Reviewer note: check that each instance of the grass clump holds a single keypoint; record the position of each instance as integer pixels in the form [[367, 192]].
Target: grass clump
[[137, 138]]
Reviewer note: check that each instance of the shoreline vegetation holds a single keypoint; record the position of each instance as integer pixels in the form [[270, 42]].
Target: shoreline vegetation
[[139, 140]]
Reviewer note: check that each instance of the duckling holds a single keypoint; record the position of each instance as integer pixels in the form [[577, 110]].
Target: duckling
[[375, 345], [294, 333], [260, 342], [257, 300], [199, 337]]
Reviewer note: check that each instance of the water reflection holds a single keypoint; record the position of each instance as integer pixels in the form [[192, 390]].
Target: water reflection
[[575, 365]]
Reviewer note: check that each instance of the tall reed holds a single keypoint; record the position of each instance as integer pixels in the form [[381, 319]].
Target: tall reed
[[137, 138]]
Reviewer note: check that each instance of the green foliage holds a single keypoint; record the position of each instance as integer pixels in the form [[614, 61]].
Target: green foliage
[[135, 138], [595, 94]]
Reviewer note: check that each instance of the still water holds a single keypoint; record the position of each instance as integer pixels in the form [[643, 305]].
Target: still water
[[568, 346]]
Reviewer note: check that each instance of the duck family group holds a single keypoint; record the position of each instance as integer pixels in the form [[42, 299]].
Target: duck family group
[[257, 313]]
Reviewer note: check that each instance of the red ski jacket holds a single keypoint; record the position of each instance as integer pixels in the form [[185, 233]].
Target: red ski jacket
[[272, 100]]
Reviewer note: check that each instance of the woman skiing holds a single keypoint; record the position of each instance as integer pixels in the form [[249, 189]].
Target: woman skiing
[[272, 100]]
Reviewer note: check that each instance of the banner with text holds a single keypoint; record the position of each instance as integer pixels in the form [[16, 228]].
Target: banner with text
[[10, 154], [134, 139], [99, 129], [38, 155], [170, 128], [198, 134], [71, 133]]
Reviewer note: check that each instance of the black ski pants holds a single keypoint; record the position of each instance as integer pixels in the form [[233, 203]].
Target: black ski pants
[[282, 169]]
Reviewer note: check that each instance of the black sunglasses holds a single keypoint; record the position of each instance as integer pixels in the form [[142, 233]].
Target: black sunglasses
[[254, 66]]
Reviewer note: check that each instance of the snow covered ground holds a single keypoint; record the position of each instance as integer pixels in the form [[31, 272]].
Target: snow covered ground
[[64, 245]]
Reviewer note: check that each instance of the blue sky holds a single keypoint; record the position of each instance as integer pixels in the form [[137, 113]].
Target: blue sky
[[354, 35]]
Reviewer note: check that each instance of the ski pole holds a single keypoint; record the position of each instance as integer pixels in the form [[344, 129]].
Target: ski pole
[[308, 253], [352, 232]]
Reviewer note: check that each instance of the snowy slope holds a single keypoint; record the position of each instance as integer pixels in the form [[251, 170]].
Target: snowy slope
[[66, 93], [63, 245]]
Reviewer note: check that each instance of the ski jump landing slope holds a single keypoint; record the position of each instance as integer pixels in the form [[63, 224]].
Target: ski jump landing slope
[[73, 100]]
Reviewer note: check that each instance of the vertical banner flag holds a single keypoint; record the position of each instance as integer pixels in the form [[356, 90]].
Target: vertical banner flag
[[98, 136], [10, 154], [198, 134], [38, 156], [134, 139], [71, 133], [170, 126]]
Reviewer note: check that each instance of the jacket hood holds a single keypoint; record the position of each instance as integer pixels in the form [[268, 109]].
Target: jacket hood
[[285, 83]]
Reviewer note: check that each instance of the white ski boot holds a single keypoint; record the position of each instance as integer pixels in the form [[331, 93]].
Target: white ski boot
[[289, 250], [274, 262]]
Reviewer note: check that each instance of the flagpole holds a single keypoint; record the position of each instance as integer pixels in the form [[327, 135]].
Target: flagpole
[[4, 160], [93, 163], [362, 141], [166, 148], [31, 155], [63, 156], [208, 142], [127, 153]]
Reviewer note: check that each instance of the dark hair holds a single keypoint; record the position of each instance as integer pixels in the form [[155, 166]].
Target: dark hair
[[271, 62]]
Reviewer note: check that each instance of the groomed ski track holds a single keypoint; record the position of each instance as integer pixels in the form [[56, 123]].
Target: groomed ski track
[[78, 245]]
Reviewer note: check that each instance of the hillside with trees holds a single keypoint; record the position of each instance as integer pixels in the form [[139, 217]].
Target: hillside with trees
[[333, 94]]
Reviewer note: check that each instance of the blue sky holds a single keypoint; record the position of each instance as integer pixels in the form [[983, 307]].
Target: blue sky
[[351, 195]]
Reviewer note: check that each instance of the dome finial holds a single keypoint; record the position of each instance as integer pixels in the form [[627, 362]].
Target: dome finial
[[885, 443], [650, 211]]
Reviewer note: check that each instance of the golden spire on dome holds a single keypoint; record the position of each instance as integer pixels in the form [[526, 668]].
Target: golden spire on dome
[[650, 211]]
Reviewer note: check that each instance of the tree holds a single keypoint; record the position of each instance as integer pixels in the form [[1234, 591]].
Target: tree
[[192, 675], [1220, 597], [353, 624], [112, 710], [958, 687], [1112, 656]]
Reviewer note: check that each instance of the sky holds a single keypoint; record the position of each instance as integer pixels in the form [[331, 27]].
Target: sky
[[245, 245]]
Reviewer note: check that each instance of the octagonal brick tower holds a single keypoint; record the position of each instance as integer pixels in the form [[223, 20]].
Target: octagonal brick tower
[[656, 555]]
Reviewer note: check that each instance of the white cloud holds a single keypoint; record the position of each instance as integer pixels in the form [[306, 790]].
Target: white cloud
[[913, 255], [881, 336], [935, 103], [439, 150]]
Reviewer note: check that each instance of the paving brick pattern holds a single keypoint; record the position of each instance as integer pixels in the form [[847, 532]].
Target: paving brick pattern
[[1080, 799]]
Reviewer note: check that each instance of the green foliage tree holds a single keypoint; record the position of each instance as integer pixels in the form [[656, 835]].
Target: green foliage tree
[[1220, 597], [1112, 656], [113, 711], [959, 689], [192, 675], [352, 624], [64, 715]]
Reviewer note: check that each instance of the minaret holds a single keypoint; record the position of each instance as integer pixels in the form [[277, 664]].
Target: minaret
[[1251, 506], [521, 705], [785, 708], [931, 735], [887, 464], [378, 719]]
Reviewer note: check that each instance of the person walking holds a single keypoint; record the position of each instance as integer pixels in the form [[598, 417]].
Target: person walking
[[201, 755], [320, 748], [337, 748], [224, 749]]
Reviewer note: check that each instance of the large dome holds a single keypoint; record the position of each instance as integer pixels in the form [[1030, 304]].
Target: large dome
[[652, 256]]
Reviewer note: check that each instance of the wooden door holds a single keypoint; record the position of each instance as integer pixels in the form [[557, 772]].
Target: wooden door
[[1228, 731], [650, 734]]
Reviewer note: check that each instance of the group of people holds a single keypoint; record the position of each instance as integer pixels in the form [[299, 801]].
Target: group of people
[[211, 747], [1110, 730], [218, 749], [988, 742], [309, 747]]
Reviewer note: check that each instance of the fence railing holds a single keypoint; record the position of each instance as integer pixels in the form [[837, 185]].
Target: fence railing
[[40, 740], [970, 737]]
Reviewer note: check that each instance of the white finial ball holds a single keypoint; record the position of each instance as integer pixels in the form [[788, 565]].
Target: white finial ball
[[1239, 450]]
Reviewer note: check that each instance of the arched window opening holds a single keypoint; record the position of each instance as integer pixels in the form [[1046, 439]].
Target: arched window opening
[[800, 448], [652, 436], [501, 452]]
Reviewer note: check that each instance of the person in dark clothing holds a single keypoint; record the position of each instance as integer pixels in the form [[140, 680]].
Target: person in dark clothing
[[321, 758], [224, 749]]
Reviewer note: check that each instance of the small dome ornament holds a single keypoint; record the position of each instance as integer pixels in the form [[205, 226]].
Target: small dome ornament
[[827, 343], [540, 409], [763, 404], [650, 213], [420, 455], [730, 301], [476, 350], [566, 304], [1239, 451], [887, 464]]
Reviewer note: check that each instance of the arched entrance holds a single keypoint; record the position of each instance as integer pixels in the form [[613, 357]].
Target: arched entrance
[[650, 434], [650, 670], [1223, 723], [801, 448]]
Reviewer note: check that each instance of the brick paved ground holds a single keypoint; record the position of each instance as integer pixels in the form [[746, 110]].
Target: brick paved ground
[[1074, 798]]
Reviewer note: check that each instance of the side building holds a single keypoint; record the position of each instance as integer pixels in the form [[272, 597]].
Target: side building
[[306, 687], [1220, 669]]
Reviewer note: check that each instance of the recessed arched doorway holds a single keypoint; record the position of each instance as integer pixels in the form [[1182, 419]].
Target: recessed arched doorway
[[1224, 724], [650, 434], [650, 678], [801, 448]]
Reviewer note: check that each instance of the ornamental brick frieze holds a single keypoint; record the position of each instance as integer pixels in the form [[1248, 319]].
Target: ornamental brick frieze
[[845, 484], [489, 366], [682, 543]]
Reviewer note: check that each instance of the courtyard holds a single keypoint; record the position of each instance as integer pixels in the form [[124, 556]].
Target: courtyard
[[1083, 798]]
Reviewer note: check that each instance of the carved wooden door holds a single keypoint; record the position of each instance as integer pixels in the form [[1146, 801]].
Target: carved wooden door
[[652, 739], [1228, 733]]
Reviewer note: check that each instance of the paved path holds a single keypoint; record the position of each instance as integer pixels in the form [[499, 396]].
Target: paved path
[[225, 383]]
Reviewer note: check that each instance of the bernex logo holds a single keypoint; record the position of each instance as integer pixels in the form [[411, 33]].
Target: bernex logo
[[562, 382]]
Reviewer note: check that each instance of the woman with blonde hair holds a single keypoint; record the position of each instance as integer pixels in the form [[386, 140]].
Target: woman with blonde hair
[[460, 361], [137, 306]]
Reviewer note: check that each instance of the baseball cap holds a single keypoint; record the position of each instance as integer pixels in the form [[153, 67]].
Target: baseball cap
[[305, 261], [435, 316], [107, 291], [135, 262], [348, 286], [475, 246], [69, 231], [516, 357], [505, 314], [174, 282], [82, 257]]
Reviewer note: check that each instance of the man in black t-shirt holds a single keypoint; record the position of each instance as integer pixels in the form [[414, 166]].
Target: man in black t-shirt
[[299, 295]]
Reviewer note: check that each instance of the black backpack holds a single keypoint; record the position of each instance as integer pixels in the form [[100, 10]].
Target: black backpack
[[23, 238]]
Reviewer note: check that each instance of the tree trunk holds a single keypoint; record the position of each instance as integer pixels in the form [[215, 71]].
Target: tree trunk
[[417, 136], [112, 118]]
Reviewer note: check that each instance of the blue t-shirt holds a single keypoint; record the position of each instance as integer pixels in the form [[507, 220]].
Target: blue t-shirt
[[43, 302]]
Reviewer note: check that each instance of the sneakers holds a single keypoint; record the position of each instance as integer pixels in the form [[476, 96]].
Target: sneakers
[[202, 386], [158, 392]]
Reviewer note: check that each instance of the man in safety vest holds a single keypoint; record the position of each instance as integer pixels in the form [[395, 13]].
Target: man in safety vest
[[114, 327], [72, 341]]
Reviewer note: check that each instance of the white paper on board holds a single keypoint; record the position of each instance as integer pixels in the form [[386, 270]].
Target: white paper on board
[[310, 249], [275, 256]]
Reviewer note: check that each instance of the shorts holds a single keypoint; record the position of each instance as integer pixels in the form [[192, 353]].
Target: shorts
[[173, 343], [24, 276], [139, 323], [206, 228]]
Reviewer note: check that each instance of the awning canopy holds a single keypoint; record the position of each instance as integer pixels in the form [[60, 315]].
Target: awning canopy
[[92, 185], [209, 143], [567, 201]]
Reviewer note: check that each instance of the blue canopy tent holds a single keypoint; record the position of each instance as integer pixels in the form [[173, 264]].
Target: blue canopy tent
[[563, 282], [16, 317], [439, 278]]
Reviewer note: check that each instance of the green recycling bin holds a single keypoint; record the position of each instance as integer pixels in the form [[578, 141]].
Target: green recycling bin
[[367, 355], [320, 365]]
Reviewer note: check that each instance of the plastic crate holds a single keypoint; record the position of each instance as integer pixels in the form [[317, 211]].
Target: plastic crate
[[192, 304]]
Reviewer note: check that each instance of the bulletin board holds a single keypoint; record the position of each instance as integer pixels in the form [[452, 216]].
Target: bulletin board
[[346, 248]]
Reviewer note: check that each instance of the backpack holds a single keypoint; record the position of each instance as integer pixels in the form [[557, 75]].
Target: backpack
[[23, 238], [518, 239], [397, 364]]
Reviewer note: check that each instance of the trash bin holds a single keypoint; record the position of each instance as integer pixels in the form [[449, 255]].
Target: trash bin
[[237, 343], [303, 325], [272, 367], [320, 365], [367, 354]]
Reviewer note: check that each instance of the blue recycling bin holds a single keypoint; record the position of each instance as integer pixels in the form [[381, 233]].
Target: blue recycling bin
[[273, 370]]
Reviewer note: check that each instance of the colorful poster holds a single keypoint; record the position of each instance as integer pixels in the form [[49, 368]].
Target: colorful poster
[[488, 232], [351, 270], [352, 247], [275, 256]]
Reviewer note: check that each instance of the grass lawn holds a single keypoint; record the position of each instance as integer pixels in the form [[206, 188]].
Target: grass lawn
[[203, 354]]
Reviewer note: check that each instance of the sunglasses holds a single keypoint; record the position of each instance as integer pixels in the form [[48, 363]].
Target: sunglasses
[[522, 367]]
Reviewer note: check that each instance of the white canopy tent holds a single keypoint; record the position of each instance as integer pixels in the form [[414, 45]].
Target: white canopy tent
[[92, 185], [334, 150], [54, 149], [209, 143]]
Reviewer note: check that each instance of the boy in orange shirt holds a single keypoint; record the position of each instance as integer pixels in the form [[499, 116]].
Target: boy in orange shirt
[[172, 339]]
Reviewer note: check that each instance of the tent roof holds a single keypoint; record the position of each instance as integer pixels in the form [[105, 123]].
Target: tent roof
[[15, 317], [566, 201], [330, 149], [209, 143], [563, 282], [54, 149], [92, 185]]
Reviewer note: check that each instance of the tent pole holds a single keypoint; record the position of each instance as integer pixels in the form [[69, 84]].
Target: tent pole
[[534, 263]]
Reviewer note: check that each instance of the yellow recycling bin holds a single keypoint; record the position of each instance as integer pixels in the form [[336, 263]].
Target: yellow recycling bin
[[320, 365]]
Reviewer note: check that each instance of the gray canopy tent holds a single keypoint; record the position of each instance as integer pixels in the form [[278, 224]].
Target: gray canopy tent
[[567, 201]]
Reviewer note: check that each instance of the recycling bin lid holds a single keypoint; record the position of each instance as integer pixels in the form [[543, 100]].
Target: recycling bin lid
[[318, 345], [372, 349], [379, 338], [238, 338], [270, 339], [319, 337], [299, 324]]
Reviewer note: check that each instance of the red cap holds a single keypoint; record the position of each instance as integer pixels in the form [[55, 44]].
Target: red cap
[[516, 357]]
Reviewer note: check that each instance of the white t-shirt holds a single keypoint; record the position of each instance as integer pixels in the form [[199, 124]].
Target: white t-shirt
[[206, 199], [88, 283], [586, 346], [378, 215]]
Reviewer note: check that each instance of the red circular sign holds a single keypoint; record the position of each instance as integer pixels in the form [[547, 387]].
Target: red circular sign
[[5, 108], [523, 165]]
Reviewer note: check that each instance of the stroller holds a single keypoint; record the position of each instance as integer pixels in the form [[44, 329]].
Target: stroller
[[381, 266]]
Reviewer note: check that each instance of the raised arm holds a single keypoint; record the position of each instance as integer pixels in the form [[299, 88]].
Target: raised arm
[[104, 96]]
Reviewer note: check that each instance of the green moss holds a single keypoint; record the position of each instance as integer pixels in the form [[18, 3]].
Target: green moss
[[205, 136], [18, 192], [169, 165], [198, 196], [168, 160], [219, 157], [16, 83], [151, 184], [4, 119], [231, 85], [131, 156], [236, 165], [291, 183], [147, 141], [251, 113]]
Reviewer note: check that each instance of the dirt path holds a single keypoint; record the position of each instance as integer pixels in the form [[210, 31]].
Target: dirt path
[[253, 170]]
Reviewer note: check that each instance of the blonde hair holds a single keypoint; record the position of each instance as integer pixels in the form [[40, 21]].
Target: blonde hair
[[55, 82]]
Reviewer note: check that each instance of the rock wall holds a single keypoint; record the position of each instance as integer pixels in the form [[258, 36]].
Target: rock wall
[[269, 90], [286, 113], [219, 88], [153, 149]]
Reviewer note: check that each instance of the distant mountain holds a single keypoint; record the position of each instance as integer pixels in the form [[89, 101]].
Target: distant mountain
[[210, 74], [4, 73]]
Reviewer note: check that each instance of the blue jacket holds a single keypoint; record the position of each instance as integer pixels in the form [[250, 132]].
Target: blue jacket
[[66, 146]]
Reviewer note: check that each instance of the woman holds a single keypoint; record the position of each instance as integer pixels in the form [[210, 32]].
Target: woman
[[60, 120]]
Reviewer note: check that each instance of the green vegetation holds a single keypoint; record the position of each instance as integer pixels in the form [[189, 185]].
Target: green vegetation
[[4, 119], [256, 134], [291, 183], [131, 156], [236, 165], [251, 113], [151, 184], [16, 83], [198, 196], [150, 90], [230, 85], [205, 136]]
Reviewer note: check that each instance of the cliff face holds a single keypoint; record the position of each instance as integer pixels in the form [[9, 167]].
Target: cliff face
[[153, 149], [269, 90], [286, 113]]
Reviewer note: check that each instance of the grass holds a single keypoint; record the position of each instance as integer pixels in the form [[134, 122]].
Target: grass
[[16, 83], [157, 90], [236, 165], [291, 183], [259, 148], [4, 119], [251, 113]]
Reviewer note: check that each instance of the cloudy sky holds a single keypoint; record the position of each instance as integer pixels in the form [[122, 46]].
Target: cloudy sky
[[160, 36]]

§ **INSTRUCTION**
Edit the records starting at the line that contains "Reviewer note: check that each instance of the duckling" and ending at the line that contains "[[282, 169]]": change "Target" to "Label", keep everything else the same, and give back only those lines.

§ **FULL RESPONSE**
Reviewer note: check that each instance of the duckling holds a single keypoint; record the position of each instance as integer pixels in the form [[577, 110]].
Label: duckling
[[375, 345], [294, 333], [260, 342], [257, 300], [199, 337]]
Reviewer note: check that each instance of the water reflection holds a single keypoint; record the position of each instance as integer pixels in the form [[192, 390]].
Label: water reflection
[[575, 365]]
Reviewer note: check that each instance of the tall reed holds a single keypoint; record the position of each instance as integer pixels in the form [[381, 319]].
Label: tall reed
[[137, 138]]
Reviewer note: check that each instance of the green foliage holds a single keypoint; record the position of each instance as integer pixels in the form [[614, 61]].
Label: green foliage
[[135, 138], [595, 94]]
Reviewer note: check that each instance of the still water holds a single keypoint; record the position of each instance as integer pixels in the form [[643, 305]].
Label: still water
[[568, 346]]
Reviewer note: check that each instance of the duck family group holds a single keypoint; record the position of each instance as integer pixels in the form [[42, 299]].
Label: duck family group
[[257, 313]]
Reviewer note: check that each instance of the red ski jacket holds a single keypoint; record the position of each instance as integer pixels in the form [[185, 233]].
Label: red ski jacket
[[272, 100]]
Reviewer note: check that each instance of the woman skiing holds a single keypoint; record the position of each instance as integer pixels in the form [[249, 189]].
Label: woman skiing
[[272, 100]]
Reviewer note: check that each instance of the banner with text holds a single keypoint; record the position of each instance as integer pixels in the form [[16, 228]].
Label: banner with text
[[10, 154], [134, 139], [99, 129], [38, 155], [170, 128], [198, 134], [71, 133]]
Reviewer note: check that each instance of the black ski pants holds a single keypoint; record the position of each instance as integer pixels in the form [[233, 203]].
Label: black ski pants
[[282, 169]]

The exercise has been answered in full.